- [Bloque de texto]
↓↓↓
Dentro de la Catedral de Sal de Zipaquirá, en Colombia, a 180 metros bajo tierra, los muros de sal resguardan la memoria indígena y la ambición colonial. Inaugurada en 1995, ha recibido a más de 13 millones de visitantes, transformando una mina en santuario nacional y en un negocio de asombro aún vigente.

Una montaña que aprendió a hablar en sal

El descenso es el punto central. Avanzas por corredores oscuros bañados en luces cambiantes, y el aire mismo se siente más antiguo que la ciudad que está arriba. Una visitante, Monserrat Prito, lo describió con ese tipo de asombro que no necesita adornos: “El pasar por esos pasillos oscuros… ver esas texturas y esos tallados… esas paredes de sal inmensas… en el corazón de una montaña una catedral de sal.” Sus palabras impactan porque capturan la personalidad del lugar, mitad cruda, mitad deliberada, donde algunas cámaras permanecen rústicas y otras parecen talladas con paciencia, como si la montaña hubiera negociado con los cinceles.

La Catedral de Sal suele clasificarse como “atracción turística”, pero la categoría más precisa es transformación. Es arquitectura que nace del trabajo. Vive dentro de una mina y se niega a dejar que los visitantes olviden que aquí la sal se extrajo primero por necesidad, luego por lucro y después por poder. Llamarla catedral no es solo cuestión de religión; es sobre cómo una sociedad elige honrar lo que la alimentó y lo que la explotó. En 1995, cuando la actual catedral abrió dentro de la mina, inició una nueva carrera: convertir la extracción en contemplación y al pueblo de Zipaquirá en uno de los destinos más reconocidos del país.

Esa carrera ha sido enormemente exitosa; más de 13 millones de visitantes, de “diferentes latitudes”, han hecho el viaje bajo tierra. Pero las cifras no explican el magnetismo más profundo. La catedral no solo impresiona; reordena tu sentido de la escala. Los muros de sal no son decorativos; son a la vez masivos e íntimos, como caminar por una memoria mineral. Expertos en patrimonio en el International Journal of Heritage Studies han sostenido durante mucho tiempo que los lugares sobreviven al ser reinterpretados, no solo preservados. Zipaquirá ha hecho precisamente eso, convirtiendo su sustancia más identificadora, la sal, en una narrativa capaz de albergar devoción, turismo y orgullo nacional en un solo aliento.
↑↑↑
- [Listado]
↓↓↓
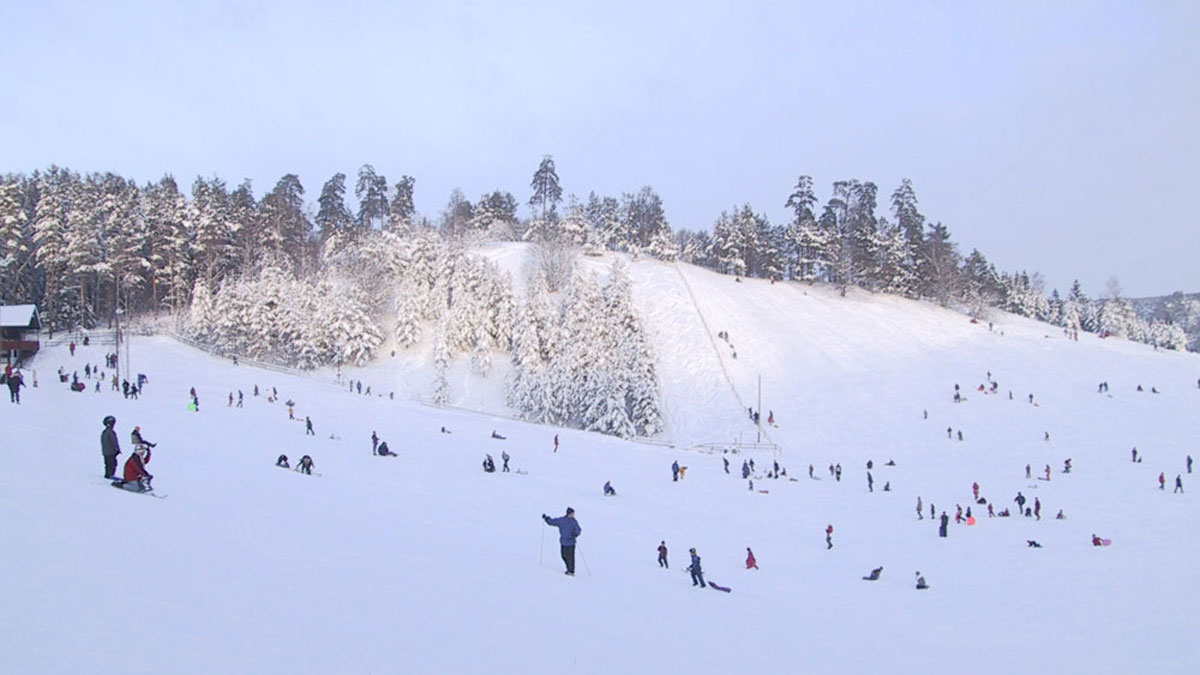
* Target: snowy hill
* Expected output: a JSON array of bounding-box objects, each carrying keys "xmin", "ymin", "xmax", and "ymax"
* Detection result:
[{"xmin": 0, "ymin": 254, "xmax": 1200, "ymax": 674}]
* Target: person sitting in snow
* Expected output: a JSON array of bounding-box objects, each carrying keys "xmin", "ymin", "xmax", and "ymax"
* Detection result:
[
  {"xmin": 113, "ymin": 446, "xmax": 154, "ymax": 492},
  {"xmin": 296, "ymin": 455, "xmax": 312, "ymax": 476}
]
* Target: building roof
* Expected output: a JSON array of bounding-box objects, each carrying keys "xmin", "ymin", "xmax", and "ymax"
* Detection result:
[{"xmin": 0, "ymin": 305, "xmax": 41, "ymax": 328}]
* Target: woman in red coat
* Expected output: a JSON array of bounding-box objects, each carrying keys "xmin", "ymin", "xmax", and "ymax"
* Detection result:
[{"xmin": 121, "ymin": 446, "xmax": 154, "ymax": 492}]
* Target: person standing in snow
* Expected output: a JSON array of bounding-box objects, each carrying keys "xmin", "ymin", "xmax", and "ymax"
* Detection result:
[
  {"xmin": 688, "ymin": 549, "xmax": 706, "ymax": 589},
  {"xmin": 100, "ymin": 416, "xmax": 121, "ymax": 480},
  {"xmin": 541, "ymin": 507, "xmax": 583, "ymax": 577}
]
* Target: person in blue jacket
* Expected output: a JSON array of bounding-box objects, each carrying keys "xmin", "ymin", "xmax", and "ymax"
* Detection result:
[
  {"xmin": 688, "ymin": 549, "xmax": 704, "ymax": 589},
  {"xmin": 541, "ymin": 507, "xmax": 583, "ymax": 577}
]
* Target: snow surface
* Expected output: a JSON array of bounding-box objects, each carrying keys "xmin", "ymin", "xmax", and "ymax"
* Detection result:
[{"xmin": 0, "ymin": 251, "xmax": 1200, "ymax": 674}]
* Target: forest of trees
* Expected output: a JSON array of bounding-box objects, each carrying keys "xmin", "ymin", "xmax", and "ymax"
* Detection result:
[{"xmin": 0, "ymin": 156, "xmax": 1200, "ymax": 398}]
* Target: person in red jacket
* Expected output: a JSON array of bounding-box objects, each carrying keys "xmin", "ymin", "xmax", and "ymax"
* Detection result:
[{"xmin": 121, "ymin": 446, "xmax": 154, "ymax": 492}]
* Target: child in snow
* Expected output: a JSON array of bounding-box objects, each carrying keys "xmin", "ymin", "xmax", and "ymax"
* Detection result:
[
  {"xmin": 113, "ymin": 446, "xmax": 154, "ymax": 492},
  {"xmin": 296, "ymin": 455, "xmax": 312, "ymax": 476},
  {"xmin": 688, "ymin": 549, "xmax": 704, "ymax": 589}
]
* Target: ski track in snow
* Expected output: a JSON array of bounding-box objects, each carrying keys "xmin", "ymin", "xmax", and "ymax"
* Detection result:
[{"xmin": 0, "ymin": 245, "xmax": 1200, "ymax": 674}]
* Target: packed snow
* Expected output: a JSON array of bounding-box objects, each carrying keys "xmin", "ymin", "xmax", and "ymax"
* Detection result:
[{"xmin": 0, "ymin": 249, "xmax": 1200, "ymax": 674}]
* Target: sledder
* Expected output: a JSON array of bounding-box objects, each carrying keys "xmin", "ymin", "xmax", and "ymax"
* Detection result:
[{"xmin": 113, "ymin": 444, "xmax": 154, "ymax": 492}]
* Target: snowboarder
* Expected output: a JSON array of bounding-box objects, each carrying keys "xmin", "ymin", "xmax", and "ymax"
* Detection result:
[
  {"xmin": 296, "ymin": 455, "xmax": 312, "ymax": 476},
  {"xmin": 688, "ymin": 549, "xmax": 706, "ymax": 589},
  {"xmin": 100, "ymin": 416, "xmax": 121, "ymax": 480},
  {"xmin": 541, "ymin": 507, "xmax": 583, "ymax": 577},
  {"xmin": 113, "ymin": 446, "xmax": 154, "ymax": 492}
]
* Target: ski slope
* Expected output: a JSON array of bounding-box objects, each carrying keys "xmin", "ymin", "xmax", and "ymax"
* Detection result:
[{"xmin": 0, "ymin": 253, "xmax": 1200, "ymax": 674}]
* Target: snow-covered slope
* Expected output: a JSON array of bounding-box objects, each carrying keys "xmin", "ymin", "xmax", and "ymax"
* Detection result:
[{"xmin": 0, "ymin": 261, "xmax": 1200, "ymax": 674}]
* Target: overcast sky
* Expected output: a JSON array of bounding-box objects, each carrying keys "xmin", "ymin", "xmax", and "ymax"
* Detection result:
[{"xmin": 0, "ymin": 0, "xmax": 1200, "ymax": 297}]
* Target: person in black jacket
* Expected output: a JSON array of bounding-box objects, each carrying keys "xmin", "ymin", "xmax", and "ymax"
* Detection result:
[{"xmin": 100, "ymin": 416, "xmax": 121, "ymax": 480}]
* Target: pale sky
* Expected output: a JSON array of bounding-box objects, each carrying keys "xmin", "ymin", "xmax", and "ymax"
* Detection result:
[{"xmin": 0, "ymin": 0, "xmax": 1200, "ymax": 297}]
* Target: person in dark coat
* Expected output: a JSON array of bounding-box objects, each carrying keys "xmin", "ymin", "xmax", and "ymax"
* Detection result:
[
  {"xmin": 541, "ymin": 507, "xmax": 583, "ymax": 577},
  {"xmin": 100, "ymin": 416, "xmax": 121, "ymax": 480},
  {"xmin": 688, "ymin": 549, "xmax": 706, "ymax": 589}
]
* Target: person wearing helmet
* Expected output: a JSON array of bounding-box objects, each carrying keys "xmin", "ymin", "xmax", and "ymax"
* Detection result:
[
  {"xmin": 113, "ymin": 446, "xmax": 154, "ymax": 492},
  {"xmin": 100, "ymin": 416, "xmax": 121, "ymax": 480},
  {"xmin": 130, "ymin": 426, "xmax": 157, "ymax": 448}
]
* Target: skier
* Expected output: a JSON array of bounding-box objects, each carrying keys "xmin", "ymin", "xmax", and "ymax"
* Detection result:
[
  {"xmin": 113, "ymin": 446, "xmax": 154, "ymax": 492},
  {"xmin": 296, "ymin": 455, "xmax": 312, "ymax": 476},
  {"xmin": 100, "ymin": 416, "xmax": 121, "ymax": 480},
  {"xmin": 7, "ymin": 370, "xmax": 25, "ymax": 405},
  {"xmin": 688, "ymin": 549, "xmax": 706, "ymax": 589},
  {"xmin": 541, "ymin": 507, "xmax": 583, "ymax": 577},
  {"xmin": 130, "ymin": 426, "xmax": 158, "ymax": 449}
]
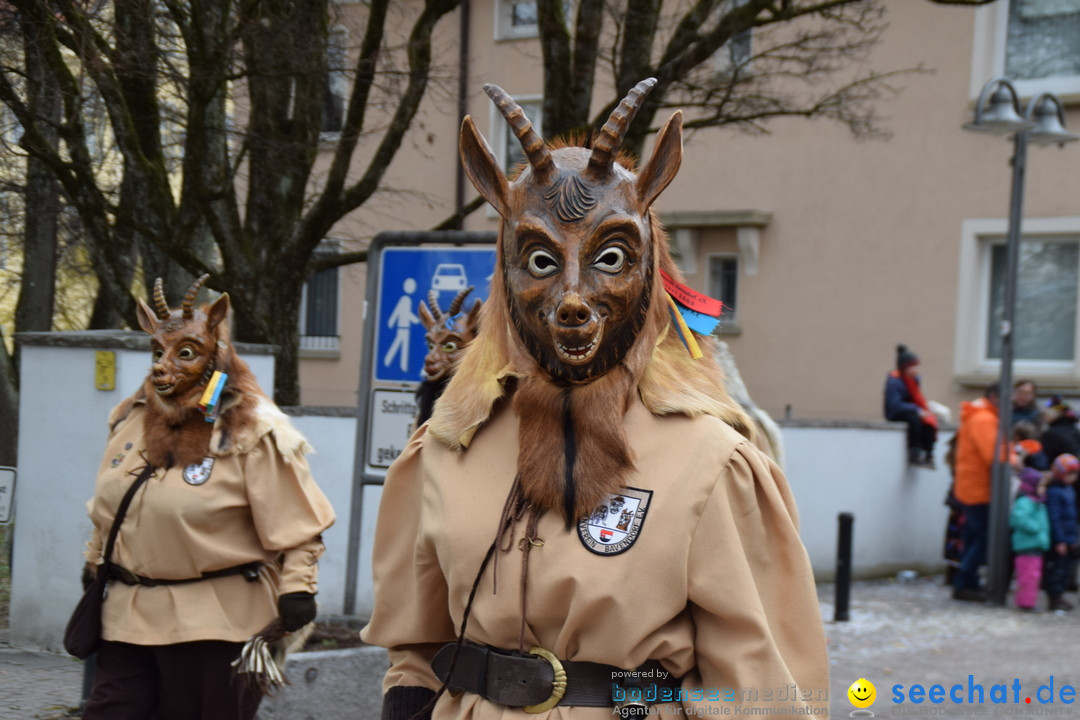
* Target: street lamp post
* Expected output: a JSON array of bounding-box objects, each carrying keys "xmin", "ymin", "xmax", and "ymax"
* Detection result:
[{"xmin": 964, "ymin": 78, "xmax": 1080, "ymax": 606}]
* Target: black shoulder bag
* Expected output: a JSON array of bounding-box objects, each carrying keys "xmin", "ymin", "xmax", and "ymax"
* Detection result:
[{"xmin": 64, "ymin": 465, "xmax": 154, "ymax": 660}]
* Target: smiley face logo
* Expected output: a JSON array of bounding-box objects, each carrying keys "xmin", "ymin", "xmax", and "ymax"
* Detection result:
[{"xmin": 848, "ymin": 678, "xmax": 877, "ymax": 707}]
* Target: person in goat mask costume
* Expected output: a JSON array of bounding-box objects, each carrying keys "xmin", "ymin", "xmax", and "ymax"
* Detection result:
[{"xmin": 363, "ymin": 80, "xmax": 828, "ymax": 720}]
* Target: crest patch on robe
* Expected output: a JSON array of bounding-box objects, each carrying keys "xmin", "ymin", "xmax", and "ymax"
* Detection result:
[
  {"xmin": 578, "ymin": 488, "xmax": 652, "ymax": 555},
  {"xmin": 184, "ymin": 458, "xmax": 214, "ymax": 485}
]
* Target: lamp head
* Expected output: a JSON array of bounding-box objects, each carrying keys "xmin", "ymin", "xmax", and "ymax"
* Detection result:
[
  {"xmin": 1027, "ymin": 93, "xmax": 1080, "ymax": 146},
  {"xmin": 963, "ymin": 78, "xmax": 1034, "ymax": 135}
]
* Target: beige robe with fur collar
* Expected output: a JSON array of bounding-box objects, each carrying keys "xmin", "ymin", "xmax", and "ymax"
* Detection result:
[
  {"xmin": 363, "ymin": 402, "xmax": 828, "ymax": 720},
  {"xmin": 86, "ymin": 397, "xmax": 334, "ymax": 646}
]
↑↑↑
↓↓↓
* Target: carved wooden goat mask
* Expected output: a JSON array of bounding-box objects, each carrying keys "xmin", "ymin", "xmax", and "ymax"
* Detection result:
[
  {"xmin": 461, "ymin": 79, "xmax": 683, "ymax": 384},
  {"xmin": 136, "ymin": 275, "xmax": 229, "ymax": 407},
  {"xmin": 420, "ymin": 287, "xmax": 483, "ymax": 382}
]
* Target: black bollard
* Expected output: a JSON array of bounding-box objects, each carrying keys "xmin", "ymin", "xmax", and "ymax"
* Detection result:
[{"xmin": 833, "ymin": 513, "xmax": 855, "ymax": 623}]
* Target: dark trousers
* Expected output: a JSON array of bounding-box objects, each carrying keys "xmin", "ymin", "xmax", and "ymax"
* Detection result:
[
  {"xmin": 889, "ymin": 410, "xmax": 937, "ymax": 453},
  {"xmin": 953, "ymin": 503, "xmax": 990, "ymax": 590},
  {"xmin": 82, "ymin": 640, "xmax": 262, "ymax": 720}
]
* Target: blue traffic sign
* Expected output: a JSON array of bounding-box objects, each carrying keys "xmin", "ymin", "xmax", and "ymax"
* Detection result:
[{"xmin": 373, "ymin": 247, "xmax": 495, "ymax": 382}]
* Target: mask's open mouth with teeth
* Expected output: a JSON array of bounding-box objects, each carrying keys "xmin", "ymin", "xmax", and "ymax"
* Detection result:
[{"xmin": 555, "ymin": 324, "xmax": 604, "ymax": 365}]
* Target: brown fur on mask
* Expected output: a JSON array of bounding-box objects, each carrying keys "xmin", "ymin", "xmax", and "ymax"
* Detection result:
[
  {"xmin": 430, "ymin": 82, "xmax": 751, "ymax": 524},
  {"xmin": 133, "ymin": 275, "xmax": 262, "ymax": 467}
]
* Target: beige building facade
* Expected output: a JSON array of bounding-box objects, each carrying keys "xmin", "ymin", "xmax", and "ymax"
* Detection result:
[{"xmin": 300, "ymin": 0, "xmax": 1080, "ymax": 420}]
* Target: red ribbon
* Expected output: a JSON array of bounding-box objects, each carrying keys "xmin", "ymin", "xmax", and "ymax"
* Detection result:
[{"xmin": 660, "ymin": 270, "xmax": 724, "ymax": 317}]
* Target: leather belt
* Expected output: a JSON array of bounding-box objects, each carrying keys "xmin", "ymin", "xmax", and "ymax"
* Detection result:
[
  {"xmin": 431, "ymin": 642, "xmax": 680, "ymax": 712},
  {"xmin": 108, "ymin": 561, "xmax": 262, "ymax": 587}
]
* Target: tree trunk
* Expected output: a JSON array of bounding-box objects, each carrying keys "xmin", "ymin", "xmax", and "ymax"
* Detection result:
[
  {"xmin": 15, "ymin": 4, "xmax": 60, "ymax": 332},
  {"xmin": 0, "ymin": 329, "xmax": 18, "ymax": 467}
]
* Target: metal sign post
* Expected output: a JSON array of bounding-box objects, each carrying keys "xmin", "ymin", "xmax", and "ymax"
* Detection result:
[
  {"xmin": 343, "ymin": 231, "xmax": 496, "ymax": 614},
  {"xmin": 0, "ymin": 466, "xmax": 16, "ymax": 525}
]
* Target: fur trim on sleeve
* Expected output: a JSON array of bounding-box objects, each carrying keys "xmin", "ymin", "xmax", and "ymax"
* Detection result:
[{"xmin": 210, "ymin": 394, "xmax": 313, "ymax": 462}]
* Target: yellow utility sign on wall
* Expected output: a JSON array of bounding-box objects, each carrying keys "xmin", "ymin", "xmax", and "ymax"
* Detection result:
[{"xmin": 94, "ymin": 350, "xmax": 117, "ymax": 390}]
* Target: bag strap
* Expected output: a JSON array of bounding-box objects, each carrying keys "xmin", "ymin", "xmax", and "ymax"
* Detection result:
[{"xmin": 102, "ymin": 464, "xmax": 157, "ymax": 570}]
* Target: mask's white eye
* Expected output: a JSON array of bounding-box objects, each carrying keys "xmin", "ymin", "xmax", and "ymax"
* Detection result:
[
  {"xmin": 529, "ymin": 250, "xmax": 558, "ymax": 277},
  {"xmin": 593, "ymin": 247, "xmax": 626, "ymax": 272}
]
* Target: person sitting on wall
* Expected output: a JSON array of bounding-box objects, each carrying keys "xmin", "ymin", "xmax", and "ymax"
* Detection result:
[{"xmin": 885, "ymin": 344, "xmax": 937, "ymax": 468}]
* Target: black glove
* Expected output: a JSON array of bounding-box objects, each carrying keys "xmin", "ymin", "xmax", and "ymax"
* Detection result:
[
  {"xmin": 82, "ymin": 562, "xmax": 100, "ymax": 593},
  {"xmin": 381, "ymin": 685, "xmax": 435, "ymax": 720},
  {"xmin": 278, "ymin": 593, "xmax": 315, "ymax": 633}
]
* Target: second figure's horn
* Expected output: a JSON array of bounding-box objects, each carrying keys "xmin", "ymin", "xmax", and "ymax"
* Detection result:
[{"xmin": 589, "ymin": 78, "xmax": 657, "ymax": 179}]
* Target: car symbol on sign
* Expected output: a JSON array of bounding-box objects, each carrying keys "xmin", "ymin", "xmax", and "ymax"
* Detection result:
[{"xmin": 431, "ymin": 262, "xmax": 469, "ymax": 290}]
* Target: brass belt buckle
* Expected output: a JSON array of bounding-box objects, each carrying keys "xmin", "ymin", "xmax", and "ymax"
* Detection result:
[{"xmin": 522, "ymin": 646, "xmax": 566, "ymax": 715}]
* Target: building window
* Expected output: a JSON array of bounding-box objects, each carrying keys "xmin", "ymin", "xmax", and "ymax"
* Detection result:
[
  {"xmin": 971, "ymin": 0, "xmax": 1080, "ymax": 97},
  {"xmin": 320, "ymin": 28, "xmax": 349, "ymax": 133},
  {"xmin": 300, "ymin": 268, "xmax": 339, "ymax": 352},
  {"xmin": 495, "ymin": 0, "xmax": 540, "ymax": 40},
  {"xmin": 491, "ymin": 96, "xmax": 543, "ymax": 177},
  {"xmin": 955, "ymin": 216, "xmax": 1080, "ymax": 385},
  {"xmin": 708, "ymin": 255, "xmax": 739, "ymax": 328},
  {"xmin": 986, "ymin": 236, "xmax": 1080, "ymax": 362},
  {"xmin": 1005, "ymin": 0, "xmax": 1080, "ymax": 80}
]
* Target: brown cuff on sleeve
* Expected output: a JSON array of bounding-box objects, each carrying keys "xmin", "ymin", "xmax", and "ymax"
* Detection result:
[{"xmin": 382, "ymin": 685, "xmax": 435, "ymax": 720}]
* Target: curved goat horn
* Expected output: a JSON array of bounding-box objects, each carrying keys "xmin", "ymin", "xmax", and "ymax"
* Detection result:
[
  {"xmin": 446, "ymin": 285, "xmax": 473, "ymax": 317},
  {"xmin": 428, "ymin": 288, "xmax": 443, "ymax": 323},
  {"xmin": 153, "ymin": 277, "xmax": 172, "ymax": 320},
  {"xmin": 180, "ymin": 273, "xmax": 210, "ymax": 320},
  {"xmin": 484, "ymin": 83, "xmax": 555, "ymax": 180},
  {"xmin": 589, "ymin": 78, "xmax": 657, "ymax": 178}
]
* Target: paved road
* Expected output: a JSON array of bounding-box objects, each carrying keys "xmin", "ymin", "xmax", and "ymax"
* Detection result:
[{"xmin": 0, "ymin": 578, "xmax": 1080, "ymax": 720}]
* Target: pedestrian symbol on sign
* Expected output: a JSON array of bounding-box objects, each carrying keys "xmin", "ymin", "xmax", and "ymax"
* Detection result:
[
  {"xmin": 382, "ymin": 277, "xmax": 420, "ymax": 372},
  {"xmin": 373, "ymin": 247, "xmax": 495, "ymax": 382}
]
↑↑↑
- [Consigna 1] Repite literalmente el fragmento del texto sobre la Catedral de Sal que va desde “Esa carrera ha” hasta “un solo aliento.”, ambos incluidos.
- [Consigna 2] De acuerdo con el texto sobre la Catedral de Sal, ¿por qué impactan las palabras de la visitante citada? Explícalo en una a tres oraciones.
Los registros no intervienen para nada en esto.

- [Solución desarrollada 1]
Esa carrera ha sido enormemente exitosa; más de 13 millones de visitantes, de “diferentes latitudes”, han hecho el viaje bajo tierra. Pero las cifras no explican el magnetismo más profundo. La catedral no solo impresiona; reordena tu sentido de la escala. Los muros de sal no son decorativos; son a la vez masivos e íntimos, como caminar por una memoria mineral. Expertos en patrimonio en el International Journal of Heritage Studies han sostenido durante mucho tiempo que los lugares sobreviven al ser reinterpretados, no solo preservados. Zipaquirá ha hecho precisamente eso, convirtiendo su sustancia más identificadora, la sal, en una narrativa capaz de albergar devoción, turismo y orgullo nacional en un solo aliento.

- [Solución desarrollada 2] Impactan porque capturan la personalidad del lugar, que es mitad cruda y mitad deliberada. Allí algunas cámaras permanecen rústicas y otras parecen talladas con paciencia, como si la montaña hubiera negociado con los cinceles.